Starting at the beginning of the material and going on through the line with "box: [12, 30, 533, 467]", swap every "prompts" for "cues" and give those lines again with nothing else changed.

[Collected data]
————
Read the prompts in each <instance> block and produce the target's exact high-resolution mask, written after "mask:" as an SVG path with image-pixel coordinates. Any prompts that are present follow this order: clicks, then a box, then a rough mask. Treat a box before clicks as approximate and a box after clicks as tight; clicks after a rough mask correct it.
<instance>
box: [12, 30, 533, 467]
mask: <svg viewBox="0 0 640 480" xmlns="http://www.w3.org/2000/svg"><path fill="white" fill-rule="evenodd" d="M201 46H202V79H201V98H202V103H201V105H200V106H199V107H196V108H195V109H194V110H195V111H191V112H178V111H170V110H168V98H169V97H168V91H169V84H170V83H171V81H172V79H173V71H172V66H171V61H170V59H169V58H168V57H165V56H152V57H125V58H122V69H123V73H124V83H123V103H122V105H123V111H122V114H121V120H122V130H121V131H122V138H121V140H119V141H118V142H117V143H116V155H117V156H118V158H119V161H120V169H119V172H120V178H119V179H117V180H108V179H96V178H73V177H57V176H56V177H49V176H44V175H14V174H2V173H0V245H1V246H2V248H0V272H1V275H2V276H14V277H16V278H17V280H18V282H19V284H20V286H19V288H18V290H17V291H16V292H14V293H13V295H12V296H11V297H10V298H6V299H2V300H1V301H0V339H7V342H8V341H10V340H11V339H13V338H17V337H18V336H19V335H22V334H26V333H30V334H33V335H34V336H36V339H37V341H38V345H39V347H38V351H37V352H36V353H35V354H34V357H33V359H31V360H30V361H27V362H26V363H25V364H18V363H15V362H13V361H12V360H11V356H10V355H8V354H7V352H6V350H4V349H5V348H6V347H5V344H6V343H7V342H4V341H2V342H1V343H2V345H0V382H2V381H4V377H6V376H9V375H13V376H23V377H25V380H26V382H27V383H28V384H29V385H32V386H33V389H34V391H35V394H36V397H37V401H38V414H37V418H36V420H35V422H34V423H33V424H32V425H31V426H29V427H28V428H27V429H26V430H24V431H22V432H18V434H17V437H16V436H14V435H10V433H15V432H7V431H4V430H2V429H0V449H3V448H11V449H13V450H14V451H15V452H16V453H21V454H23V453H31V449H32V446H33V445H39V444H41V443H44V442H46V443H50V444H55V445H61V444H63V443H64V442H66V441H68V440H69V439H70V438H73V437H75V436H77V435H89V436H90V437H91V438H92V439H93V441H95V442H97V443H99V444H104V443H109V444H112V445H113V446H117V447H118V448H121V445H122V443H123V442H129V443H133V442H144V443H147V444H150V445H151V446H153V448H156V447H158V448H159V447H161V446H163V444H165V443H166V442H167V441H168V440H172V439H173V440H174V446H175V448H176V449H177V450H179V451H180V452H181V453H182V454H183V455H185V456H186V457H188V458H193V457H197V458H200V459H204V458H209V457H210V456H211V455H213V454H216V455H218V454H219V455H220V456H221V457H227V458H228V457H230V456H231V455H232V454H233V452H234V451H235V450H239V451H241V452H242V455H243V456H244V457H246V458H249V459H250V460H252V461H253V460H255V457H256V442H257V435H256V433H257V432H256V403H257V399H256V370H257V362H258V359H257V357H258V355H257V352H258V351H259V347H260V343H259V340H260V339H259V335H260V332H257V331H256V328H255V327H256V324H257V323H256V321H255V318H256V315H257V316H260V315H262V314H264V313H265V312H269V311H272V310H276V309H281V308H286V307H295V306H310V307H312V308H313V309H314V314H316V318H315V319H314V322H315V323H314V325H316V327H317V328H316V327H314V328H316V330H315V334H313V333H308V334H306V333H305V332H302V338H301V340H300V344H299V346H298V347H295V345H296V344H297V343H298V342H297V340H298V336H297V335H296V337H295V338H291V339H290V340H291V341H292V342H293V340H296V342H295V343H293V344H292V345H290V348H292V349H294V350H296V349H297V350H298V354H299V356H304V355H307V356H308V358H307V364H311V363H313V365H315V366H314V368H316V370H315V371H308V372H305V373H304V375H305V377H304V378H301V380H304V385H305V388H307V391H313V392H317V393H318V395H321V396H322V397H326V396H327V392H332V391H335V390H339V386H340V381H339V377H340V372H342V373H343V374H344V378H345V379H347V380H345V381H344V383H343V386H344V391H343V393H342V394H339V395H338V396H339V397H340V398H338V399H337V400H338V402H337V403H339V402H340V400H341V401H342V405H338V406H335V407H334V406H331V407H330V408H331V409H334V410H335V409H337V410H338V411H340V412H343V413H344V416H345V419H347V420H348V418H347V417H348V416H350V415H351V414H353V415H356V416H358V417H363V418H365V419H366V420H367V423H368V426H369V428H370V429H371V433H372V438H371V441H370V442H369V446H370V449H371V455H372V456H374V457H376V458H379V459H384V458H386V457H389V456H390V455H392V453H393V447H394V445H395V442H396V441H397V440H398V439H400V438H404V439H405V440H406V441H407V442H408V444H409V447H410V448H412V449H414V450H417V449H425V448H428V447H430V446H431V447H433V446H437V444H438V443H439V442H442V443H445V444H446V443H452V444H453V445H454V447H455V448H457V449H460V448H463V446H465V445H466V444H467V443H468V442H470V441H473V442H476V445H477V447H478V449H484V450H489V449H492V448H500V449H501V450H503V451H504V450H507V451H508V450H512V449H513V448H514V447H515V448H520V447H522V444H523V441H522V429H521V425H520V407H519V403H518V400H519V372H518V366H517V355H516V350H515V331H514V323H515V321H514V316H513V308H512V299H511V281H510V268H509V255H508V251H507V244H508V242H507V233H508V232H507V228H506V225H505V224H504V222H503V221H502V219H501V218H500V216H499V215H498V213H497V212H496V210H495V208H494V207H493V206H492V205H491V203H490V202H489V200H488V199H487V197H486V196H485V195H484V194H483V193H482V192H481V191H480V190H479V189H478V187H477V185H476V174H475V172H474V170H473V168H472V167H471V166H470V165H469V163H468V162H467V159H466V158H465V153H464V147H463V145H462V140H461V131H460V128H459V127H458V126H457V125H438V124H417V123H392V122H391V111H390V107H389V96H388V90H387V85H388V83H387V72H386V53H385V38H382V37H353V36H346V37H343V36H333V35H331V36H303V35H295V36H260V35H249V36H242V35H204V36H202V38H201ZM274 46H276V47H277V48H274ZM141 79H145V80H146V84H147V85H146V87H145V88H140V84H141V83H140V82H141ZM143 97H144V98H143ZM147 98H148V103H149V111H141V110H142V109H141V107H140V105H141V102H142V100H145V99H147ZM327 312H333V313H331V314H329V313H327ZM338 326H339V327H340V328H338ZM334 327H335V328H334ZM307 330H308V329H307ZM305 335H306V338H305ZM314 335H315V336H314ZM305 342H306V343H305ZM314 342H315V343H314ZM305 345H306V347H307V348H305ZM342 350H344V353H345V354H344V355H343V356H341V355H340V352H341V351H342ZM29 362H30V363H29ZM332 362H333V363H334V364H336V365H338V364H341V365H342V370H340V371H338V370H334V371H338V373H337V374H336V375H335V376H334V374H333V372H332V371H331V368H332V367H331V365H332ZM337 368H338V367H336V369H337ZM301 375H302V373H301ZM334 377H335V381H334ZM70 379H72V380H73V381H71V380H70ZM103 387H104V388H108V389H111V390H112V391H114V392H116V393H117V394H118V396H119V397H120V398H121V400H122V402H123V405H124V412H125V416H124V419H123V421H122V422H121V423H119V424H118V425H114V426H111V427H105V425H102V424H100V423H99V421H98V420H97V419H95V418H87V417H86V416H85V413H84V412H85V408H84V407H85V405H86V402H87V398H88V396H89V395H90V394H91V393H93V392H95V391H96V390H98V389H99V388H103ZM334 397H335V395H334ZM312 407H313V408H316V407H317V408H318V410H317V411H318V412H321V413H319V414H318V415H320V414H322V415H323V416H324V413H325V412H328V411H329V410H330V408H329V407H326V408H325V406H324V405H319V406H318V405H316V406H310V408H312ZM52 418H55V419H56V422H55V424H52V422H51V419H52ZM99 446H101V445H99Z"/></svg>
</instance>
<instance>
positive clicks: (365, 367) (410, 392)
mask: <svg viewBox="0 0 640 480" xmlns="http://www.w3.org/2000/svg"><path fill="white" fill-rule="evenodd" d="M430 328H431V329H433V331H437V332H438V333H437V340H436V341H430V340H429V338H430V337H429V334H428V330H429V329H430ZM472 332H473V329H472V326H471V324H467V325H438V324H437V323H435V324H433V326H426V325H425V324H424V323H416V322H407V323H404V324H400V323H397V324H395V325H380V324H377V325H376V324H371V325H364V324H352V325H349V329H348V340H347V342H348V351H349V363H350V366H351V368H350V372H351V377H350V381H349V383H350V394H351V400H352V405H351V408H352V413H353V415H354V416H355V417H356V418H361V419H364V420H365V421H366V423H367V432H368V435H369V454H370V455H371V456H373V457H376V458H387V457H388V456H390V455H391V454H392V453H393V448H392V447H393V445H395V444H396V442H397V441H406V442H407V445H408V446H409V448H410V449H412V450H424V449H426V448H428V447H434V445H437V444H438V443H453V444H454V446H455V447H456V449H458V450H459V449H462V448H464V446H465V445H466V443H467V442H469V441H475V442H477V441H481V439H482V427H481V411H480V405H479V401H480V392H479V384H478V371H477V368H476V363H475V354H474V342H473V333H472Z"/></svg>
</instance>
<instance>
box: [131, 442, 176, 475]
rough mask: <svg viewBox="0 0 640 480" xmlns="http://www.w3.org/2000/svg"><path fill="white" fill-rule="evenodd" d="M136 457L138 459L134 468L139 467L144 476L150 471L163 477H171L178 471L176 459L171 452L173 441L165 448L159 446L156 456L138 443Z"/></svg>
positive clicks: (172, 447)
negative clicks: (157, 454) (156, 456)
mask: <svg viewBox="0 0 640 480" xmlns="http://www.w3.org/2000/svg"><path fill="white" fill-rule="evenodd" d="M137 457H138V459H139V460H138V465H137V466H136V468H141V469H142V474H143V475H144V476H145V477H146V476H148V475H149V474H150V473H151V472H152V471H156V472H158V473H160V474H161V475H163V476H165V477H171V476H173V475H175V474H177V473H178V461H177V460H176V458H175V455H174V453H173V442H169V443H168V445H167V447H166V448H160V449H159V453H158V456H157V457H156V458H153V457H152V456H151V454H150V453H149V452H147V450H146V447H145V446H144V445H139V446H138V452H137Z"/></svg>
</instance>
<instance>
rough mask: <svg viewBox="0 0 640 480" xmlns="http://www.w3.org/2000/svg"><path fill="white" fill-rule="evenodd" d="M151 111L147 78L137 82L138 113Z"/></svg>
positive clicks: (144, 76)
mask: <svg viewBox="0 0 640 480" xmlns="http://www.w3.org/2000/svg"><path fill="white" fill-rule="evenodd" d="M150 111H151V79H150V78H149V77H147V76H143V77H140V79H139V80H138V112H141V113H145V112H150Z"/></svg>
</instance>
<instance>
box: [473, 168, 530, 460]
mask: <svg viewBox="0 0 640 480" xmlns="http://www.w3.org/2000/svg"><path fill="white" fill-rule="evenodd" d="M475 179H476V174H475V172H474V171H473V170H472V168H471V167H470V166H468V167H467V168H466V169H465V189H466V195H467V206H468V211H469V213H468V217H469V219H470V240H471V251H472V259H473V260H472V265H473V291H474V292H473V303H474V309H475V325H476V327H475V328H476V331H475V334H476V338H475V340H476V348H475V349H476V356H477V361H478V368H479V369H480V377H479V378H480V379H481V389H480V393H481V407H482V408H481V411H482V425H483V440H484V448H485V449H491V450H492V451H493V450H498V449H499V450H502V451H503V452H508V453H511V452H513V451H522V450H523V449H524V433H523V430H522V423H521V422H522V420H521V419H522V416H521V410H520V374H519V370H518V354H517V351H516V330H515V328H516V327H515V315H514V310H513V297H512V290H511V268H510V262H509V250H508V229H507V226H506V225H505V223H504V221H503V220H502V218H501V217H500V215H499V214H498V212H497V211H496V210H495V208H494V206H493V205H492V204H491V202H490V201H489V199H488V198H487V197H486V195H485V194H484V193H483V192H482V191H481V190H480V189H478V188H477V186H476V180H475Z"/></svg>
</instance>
————
### [EXERCISE RESULT]
Read the cues in each <instance> block and produce the target's exact high-resolution mask, written after "mask:" as an SVG path with image-pixel coordinates. Any cues that are present follow this order: clicks, then a box, then a rough mask. Treat a box before clicks as approximate and a box after clicks as tight; clicks after a rough mask correct it.
<instance>
box: [12, 30, 533, 467]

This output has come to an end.